======== Data for the task ========

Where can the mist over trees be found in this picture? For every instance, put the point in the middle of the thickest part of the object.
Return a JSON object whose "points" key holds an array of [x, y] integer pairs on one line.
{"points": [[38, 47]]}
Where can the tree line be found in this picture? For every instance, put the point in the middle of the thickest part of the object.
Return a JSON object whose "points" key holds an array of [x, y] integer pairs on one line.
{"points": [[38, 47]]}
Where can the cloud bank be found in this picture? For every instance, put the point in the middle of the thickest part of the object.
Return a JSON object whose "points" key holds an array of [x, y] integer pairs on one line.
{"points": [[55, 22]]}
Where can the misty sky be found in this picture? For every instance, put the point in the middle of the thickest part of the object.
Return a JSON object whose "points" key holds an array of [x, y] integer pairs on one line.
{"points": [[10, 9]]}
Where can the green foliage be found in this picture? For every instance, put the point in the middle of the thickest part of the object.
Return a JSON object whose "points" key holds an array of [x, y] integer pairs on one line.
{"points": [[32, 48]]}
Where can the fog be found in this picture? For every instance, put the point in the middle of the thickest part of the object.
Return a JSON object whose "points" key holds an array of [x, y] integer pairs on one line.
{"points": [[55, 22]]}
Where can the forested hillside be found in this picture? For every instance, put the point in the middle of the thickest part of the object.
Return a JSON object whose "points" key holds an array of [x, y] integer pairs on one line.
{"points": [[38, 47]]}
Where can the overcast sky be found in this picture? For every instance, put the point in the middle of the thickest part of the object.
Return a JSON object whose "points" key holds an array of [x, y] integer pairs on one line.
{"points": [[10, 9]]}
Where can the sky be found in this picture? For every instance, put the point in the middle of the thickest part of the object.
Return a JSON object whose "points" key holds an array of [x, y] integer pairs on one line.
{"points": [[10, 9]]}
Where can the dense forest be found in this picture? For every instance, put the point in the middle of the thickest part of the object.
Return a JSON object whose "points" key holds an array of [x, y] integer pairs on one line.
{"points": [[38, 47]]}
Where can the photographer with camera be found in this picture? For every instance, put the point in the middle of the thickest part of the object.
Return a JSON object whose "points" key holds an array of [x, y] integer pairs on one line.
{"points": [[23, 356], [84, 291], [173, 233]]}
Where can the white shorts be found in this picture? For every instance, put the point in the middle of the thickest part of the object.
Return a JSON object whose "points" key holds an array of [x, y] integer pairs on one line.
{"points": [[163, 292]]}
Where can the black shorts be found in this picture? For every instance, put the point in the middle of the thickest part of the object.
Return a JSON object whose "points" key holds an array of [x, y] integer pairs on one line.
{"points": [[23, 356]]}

========
======== Data for the task ========

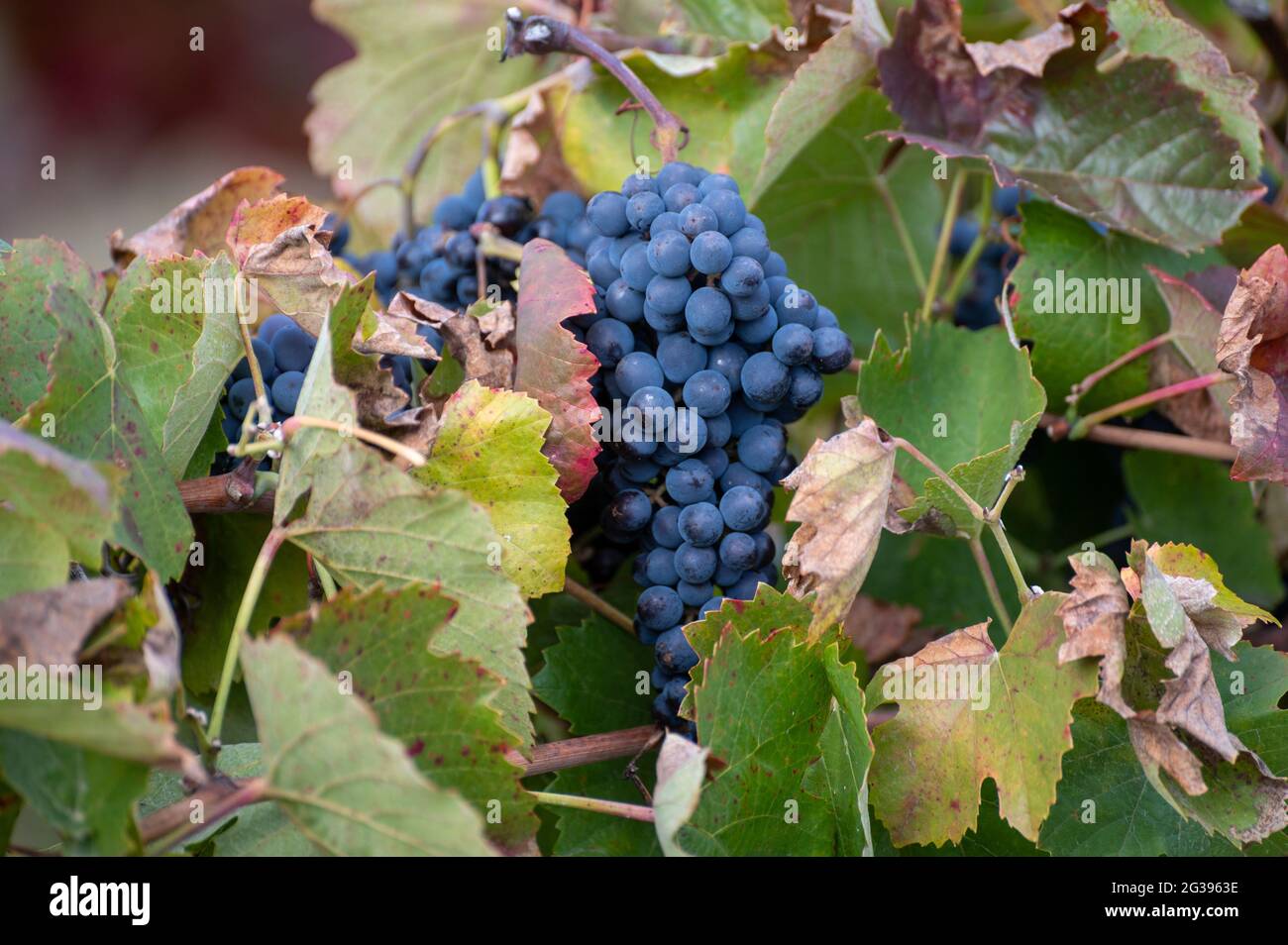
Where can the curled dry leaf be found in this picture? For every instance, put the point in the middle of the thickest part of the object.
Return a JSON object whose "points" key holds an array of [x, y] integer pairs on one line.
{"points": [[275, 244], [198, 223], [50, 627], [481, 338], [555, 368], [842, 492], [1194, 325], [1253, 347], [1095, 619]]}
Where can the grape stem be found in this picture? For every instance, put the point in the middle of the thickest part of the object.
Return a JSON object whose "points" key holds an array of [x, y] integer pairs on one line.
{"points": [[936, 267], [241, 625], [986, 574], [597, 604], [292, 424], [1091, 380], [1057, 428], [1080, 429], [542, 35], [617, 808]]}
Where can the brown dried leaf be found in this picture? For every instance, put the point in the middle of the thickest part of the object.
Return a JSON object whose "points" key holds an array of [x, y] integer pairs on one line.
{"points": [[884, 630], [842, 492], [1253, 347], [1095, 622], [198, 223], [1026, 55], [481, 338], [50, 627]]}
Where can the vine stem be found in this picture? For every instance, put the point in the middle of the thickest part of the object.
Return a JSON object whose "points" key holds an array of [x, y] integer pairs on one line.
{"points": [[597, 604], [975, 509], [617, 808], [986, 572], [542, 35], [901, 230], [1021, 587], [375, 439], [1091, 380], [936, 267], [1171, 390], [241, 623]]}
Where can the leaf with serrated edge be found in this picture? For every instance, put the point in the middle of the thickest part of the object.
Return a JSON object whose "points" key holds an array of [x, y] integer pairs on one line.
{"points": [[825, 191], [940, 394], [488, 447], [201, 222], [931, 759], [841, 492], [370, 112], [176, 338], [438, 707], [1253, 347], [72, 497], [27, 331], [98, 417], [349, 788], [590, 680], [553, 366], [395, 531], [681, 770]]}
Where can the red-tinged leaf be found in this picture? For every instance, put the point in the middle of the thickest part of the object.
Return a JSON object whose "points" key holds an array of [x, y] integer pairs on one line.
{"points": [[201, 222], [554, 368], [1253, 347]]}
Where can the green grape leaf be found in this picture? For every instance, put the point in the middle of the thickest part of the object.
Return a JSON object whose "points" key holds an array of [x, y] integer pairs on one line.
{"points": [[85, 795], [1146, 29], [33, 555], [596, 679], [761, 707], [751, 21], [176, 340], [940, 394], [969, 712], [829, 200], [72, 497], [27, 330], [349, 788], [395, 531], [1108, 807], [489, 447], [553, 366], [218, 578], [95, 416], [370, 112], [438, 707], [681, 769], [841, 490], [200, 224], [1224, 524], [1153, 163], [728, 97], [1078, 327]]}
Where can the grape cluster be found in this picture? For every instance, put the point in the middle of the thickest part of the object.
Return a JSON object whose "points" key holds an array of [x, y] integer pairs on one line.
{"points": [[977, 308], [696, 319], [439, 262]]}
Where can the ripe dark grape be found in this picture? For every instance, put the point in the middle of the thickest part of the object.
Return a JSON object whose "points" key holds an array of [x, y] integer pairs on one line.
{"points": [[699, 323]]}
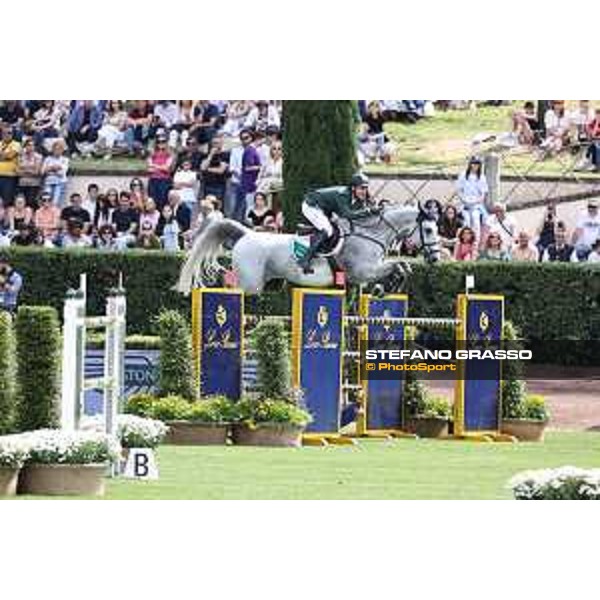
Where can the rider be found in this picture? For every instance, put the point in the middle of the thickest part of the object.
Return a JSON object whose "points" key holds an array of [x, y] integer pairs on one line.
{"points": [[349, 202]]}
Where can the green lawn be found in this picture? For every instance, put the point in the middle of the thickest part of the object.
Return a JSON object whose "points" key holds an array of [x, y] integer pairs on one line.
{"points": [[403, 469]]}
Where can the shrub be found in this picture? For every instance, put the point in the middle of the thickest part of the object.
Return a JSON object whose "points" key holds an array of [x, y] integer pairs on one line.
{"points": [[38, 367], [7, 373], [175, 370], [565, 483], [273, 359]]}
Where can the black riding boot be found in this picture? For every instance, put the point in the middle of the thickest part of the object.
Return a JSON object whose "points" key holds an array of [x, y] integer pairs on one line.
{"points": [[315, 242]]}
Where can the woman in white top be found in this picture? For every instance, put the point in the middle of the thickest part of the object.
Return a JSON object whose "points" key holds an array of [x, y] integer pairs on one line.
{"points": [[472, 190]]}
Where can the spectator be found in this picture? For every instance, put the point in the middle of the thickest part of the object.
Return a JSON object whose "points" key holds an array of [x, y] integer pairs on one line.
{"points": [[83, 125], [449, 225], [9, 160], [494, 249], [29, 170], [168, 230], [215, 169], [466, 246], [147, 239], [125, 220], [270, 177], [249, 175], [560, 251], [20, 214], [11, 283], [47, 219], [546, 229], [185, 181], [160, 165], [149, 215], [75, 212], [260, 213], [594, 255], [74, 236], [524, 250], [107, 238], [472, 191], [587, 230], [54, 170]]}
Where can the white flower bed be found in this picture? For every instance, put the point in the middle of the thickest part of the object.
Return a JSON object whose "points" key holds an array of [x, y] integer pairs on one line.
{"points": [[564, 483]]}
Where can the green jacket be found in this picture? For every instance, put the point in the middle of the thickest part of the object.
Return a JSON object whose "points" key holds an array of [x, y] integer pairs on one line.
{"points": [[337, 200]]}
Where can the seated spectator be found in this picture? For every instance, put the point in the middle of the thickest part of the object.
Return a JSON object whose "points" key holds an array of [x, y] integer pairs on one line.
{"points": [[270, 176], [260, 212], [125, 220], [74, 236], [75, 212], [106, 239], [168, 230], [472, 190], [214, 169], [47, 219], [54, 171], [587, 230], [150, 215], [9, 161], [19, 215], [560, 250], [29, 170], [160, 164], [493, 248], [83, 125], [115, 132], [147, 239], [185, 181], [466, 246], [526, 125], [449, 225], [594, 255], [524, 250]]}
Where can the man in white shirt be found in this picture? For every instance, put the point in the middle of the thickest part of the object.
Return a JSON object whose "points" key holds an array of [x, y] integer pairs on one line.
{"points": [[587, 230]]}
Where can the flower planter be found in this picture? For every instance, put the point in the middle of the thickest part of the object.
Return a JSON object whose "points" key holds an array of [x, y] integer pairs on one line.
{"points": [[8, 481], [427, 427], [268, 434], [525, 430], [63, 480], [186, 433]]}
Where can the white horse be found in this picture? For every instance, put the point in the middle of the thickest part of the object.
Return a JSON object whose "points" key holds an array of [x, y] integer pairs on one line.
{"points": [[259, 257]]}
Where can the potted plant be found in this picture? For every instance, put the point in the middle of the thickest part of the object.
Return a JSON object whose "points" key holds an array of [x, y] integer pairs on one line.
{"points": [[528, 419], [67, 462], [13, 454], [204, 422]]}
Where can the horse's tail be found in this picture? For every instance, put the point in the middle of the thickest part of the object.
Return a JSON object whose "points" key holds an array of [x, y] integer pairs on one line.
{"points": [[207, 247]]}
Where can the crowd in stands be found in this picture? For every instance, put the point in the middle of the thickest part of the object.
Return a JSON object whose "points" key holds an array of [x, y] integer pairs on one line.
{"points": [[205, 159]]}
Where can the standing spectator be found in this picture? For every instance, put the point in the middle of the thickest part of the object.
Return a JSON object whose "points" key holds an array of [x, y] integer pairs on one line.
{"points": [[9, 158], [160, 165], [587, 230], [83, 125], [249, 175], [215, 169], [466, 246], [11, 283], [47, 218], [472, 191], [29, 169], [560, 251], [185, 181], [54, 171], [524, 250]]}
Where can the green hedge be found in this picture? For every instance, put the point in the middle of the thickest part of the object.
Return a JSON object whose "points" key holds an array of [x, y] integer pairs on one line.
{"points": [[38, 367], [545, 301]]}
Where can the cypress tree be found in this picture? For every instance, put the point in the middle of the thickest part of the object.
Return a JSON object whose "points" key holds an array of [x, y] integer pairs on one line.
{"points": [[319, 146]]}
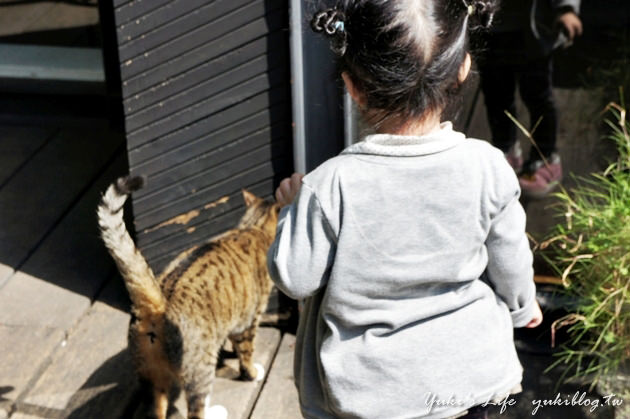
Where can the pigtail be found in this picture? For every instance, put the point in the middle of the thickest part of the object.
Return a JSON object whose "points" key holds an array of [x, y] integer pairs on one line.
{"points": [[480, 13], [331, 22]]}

========
======== Data for the task ========

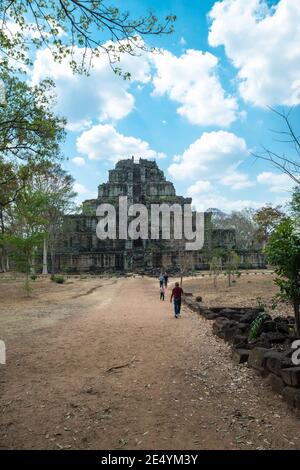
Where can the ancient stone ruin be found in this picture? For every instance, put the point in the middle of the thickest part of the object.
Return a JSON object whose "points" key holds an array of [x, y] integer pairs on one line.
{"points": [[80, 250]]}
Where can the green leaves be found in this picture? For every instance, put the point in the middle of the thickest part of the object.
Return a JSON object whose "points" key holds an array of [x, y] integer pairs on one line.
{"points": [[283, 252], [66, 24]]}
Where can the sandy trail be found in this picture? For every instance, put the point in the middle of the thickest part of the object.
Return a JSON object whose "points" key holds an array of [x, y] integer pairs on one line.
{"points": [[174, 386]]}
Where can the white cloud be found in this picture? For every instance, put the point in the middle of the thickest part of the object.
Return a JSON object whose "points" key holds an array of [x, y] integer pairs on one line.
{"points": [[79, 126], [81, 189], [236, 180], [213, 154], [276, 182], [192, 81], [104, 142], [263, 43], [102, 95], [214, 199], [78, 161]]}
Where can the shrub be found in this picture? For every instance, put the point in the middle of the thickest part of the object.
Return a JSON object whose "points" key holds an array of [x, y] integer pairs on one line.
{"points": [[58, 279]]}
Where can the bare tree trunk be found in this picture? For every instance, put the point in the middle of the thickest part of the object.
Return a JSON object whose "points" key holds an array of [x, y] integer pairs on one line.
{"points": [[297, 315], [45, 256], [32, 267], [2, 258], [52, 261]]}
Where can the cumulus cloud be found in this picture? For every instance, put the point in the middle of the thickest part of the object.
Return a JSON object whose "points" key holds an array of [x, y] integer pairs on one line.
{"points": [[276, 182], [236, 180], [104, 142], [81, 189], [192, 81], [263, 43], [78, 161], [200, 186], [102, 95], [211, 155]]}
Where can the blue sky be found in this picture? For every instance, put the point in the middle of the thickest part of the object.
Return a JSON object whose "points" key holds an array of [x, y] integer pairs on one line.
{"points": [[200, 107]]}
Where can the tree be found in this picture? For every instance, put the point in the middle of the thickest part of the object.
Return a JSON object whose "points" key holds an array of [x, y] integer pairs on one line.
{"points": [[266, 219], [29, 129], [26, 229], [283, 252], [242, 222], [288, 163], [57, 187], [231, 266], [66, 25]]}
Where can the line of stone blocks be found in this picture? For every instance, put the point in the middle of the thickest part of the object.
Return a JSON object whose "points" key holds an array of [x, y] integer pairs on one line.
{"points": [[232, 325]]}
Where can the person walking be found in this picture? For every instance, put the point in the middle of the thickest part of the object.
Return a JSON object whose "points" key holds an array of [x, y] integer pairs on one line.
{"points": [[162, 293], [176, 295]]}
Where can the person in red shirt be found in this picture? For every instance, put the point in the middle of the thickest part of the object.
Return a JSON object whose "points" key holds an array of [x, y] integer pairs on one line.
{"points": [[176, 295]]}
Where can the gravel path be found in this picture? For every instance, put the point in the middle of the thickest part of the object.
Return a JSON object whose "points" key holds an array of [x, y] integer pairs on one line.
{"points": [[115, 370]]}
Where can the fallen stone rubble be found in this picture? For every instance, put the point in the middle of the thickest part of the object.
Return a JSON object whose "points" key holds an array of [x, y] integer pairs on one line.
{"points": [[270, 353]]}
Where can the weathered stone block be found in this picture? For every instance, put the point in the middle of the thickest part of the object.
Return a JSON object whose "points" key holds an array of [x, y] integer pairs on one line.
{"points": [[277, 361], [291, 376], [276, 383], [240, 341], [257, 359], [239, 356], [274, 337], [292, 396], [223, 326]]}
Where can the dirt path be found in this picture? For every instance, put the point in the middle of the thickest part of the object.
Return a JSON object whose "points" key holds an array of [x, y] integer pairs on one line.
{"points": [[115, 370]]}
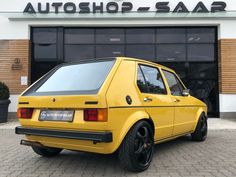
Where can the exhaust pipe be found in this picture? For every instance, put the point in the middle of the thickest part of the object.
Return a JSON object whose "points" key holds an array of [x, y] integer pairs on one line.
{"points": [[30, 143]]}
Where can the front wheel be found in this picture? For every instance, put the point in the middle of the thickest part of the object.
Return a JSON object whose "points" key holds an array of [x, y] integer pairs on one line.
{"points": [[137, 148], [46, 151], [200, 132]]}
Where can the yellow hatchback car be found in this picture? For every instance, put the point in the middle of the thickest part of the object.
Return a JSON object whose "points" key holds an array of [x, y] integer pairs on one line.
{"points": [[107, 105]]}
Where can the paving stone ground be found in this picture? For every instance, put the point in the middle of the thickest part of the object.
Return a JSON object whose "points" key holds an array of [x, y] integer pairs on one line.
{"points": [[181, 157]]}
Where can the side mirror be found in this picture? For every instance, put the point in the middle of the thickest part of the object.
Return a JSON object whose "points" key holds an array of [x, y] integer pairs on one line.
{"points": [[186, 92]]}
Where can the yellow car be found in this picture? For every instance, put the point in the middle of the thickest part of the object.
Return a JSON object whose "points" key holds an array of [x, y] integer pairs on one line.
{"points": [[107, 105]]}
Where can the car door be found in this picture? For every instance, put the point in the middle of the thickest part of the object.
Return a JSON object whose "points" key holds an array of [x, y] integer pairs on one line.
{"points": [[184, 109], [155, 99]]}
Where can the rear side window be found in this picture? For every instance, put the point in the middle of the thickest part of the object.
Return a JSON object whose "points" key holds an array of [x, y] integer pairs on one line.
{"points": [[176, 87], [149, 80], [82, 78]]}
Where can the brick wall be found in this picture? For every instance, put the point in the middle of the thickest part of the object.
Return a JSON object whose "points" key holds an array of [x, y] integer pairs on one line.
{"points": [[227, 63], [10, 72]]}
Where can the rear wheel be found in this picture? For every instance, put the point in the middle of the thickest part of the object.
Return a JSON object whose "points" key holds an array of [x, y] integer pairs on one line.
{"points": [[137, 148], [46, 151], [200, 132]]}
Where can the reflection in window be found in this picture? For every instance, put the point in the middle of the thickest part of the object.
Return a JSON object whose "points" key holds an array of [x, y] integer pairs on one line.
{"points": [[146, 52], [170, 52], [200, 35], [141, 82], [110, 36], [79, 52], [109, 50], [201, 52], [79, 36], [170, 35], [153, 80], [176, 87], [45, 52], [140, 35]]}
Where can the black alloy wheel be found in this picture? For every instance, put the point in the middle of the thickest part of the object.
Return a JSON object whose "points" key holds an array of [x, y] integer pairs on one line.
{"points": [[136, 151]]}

========

Count the lines of the records above that contain the string "stem", treating uppercase and lowercase as different. Reply with the number alone.

2